── Passage given ──
A United Nations report released in February showed that current climate commitments would only reduce global emissions 1% by 2030 from 2010 levels. That’s far below the Intergovernmental Panel on Climate Change’s recommendation that the world must commit to reduce at least 45% of emissions over the same time period to keep warming below 1.5 degrees Celsius—the point at which scientists predict catastrophic, irreversible consequences.

A recent effort led by civil society groups, including the Center, called for the Biden administration to contribute its fair share of global climate action, based on climate science demands and the country’s historical emissions contribution and wealth.

According to the US Climate Action Network and the Climate Equity Reference Project, the U.S. fair share amounts to reducing domestic greenhouse gas emissions 70% below 2005 levels by 2030, with substantial assistance to developing countries to cut their emissions and mitigate climate change harms.
───
Short problem 1:
According to the climate passage, how large a cut in emissions does the Intergovernmental Panel on Climate Change say the world must commit to by 2030 to keep warming below 1.5 degrees Celsius?
Short problem 2:
In the climate passage, rewrite the stretch from "According to the" through "climate change harms.", putting "lower-income nations" in place of "developing countries".
── Extracted data ──
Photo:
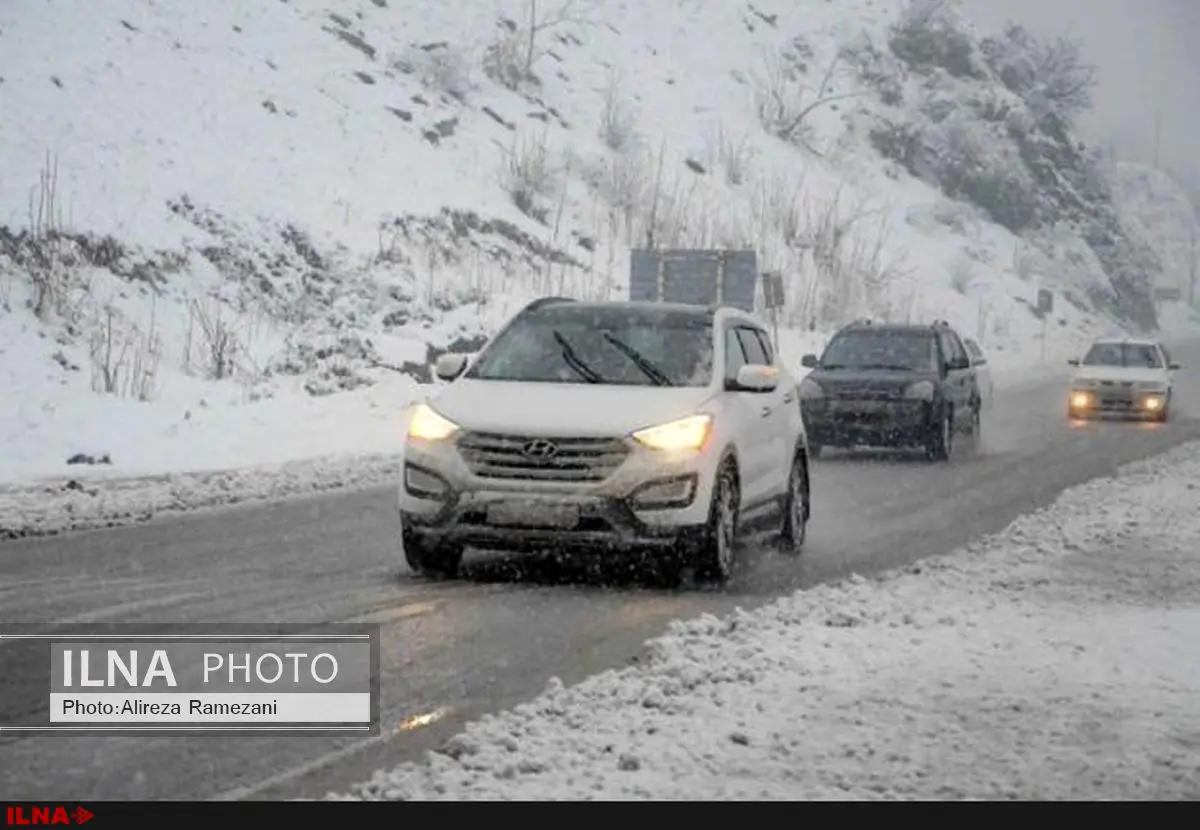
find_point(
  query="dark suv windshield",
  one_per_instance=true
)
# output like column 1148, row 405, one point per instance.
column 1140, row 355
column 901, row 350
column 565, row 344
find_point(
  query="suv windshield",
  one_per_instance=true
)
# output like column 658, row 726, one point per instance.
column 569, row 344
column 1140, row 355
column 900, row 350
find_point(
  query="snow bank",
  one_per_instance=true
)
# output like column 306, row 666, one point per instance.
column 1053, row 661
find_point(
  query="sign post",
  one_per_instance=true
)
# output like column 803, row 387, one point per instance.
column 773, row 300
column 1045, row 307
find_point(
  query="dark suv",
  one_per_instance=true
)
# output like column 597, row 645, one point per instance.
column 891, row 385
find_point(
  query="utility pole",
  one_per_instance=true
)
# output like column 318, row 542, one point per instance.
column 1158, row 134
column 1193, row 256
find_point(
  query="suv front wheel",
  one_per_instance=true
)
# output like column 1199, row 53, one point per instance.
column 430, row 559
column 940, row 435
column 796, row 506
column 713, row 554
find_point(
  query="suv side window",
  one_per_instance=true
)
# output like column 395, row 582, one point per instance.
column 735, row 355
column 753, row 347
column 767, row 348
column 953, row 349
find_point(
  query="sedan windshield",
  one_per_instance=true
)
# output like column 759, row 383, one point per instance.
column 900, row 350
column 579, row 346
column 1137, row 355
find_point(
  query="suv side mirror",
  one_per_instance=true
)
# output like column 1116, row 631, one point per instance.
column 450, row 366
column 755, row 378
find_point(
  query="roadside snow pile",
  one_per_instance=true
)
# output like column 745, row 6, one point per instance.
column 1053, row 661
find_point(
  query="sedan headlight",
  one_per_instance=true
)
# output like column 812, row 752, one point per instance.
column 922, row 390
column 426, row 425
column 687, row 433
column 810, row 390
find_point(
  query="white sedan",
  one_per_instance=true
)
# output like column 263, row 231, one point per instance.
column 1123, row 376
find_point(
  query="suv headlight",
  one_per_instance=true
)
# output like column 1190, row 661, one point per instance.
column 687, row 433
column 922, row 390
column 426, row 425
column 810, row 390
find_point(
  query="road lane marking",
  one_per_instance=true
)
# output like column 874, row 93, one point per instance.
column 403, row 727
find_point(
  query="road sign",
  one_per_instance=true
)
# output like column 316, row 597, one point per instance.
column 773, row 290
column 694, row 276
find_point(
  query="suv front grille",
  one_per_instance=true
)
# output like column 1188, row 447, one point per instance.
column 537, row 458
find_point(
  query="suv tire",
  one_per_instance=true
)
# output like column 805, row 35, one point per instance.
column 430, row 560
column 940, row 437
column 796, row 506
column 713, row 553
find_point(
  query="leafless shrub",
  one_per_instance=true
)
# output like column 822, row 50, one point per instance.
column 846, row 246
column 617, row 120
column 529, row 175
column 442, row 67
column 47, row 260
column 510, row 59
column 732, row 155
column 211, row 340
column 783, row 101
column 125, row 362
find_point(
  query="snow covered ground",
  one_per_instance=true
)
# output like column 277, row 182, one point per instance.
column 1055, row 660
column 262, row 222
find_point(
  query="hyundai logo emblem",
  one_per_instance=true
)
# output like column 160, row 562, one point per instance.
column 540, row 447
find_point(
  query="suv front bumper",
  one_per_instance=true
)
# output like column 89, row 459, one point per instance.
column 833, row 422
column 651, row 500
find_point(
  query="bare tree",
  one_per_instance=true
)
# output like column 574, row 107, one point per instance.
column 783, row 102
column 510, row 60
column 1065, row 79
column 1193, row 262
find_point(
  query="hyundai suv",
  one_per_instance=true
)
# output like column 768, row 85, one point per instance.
───
Solution 1:
At least 45%.

Solution 2:
According to the US Climate Action Network and the Climate Equity Reference Project, the U.S. fair share amounts to reducing domestic greenhouse gas emissions 70% below 2005 levels by 2030, with substantial assistance to lower-income nations to cut their emissions and mitigate climate change harms.